── TEXT SECTION

I don't know if the patch is sound or if there is a way to make it sound, but it would sure make the khor module pretty neat :)

[omegametabroccolo]

After reading Extensible records with scoped labels I think I understand the problem a bit better.

Atomic effects correspond to labels, effect rows correspond to extensible records. Permutations are only allowed between distinct labels while equal labels follow some sort of stack discipline: if we add a label to a record that already contains it, we "mask" the previous label, and if we remove this new label we get the original label back. This corresponds to how effects and handlers behave at runtime: the order in which we install handlers for different effects doesn't matter, while the order does have an impact for equal effects (i.e. when we need to find the innermost handler when performing an effect).

I think the issue is that we can't know if two label (~ atomic effect) variables will be distinct or equal once instantiated, hence row equality (which relies on permutations) becomes messy.

If this is the only problem preventing your extensible records from allowing label variables, I think we can relax this restriction for effect rows? Every atomic effect in a row has kind X, swapping two equal atomic effects would effectively be a no-op, so we could allow arbitrary permutations (and atomic effect variables!) for rows.

[TimWhiting]

Interesting thought. I think the issue though is that even effects with variables <eff<a>,eff<b>> has kind <X,X> (you can see this as <(V -> X)(V), (V -> X)(V)> which reduces to <X,X> with typical type application).

────
── DATASET CONTENT

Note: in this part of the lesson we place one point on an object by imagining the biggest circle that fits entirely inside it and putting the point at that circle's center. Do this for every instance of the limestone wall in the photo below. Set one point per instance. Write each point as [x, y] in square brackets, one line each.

────

# TASKS FOR THIS EXERCISE
1/ Please return the passage of the forum thread that begins at the words "[TimWhiting]" and stops after "typical type application).".
2/ In the forum thread, find every pair of terms joined by the phrase "correspond to" or by a tilde, and list each pair.

# RESULTS OF THE EXERCISE
1/
[TimWhiting]

Interesting thought. I think the issue though is that even effects with variables <eff<a>,eff<b>> has kind <X,X> (you can see this as <(V -> X)(V), (V -> X)(V)> which reduces to <X,X> with typical type application).

2/
- atomic effects and labels
- effect rows and extensible records
- label variables and atomic effect variables